• Using the information:
**A.** Quote the tutor profile word for word, starting with "What might you" and going on through "on their own.".
**B.** Extend the tutor's profile and Q&A with new writing that picks up after its final sentence.

• Passage to read:
-----

I always knew that I was happiest when I was helping others. In high school I was a teacher's aide for the special education class, and I loved it! After high school I went to Phoenix College, where I played softball, for two years. While I was there I took a couple of education classes; because like most college students I didn't know what I wanted to do with my life. Each summer I was a caregiver for children with disabilities. I transferred from Phoenix College to Metropolitan State University-Denver, where I continued to play softball and go to school. While at Metropolitan State University- Denver, I got my degree in Therapeutic Recreation. The summer after I finished all of my classes, I decided to get my Teaching English as a Foreign Language certificate. I would one day like to travel to other countries, and teach English.
Q & A
What is your teaching philosophy?
My teaching philosophy is student-centered. Teaching isn't about the teacher, it's about the students. It's about helping the students reach their goals and accommodating to their needs however possible.
What might you do in a typical first session with a student?
In a typical first session, I would like to discuss with the student what their goals are, plan a future schedule, and assess their needs.
How can you help a student become an independent learner?
I think students learn best when they practice. I will give students the tools they need to feel comfortable practicing skills on their own.
How would you help a student stay motivated?
It has been proven that goals help keep students motivated. This why I think it is important to discuss goals from the beginning and reinforce them until they are reached.
If a student has difficulty learning a skill or concept, what would you do?
I would try teaching the skill in different ways until it clicks with the student.
How do you help students who are struggling with reading comprehension?
I would keep it as simple as possible with the student. Reading can be fun if it is done at the student's proper level. I would take the time to explain whatever concept the student isn't understanding in order to make reading fun for them.

-----

• Supplied records:

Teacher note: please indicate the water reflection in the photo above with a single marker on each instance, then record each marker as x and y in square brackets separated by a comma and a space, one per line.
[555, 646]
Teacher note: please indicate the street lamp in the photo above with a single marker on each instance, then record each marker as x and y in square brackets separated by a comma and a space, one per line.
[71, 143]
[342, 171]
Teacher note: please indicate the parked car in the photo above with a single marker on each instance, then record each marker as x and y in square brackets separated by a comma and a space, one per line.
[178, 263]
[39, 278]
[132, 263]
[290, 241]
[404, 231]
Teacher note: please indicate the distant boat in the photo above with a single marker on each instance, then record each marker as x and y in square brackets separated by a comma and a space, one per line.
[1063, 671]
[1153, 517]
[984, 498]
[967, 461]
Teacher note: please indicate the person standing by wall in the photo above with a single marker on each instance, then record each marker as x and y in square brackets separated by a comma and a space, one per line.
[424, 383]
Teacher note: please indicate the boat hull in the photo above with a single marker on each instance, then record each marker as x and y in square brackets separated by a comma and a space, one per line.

-----

• Expected outputs:
**A.**
What might you do in a typical first session with a student?
In a typical first session, I would like to discuss with the student what their goals are, plan a future schedule, and assess their needs.
How can you help a student become an independent learner?
I think students learn best when they practice. I will give students the tools they need to feel comfortable practicing skills on their own.

**B.**
What strategies have you found to be most successful when you start to work with a student?
I'm a big supporter of positive re-enforcement. I think when students are confident in their abilities they can have fun learning. I think everyone is smart in their own way. It is the job of the teacher to find how a student learns best.
How would you help a student get excited/engaged with a subject that they are struggling in?
I think reminding the student of their goals will keep them engaged with the subject. I think making learning as fun as possible will help keep them excited, as well.
What techniques would you use to be sure that a student understands the material?
I think asking the student questions, communicating with the student, and looking at test scores are great ways to be sure that the student understands the material.
How do you build a student's confidence in a subject?
I think positive re-enforcement and keeping material at the student's level are great ways to build a student's confidence.
How do you evaluate a student's needs?
Assessments, whether verbal or written, are usually the best way to evaluate a student's needs.
How do you adapt your tutoring to the student's needs?
The best way to accommodate a student's needs is to learn how they learn best. Everyone learns differently. Some students are visual learners while others are kinesthetic learners.
What types of materials do you typically use during a tutoring session?
I'm a big fan of worksheets, flashcards, whiteboards, and books.